→ PARTS OF THE EXERCISE
a – In the Nantucket post, shorten the paragraph beginning "We ultimately decided to face the harsh daylight" and keep its main facts.
b – Extend the Nantucket post, picking up right after its last sentence.

The Above series of pictures pretty much depicts the events that happened between 10pm and 2am. Its just hard to turn 'we drank beer and danced like morons' into an entire paragraph.

Ah the next morning - waking up not realizing where the hell you are and the proud owner of a sinful headache, not to mention that your wallet is pretty much empty and you may or may not owe everyone apologies.

We ultimately decided to face the harsh daylight and enjoy some lunch. Pretty much everyone ordered fish and chips. Not really because anyone even wanted to eat it, but goddammit this was Nantucket and it's what you're supposed to do. Just the same way that if you went to Coney Island, it would be your patriotic duty to stuff your gullet with hot dogs.

I spent my lunch staring at this topless mermaid.

Like it or not, it was now time to go home. Average joes like us had to get back to work, and everyone else had to get back to designing new hedge mazes for their mansions. We got to the waiting area a little early - however soon enough this entire place was filled with trophy wives and fat children.

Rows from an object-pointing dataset
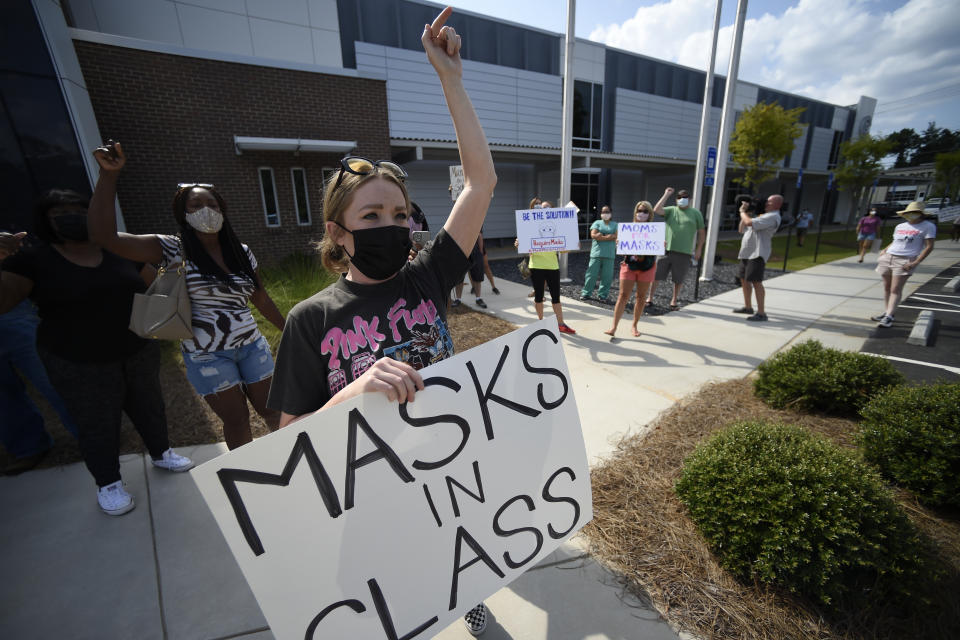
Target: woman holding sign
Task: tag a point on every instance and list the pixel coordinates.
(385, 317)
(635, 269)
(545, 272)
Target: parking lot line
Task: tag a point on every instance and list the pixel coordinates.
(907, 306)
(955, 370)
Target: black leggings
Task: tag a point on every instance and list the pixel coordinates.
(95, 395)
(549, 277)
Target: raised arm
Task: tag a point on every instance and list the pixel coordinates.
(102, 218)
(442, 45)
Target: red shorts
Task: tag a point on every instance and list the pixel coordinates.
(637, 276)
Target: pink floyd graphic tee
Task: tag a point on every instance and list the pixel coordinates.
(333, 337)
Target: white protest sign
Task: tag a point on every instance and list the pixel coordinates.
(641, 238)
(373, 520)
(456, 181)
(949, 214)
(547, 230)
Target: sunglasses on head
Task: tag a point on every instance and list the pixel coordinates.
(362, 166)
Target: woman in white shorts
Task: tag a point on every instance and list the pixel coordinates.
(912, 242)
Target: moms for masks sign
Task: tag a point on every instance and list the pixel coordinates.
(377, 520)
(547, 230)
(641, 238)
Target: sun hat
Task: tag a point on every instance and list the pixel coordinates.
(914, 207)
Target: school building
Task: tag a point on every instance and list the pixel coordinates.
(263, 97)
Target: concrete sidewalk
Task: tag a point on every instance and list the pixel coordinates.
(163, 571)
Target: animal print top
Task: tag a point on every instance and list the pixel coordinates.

→ TASK-BY-TASK ANSWERS
a – The group went out for lunch, and nearly everyone ordered fish and chips because that is what one is supposed to eat on Nantucket, not because anyone wanted it. It is the same sense of duty that makes eating hot dogs on Coney Island a patriotic obligation.

b –
This line of cars is waiting to be loaded onto the boat for transportation back to the mainland. Some people are actually rich enough to do this.

We did however get one last thrill for the price of admission that weekend. About halfway through the ride, everyone felt the boat make a sudden turn. There was something in the water! In the middle of nowhere! I was secretly hoping for a dead body, but eventually turned out to be a dead dolphin. The boat did a huge circle around it, and then went back on course. I am sure however that we were mere minutes away from seeing a great white shark attack the shit out of it, which would have been the greatest thing to happen ever.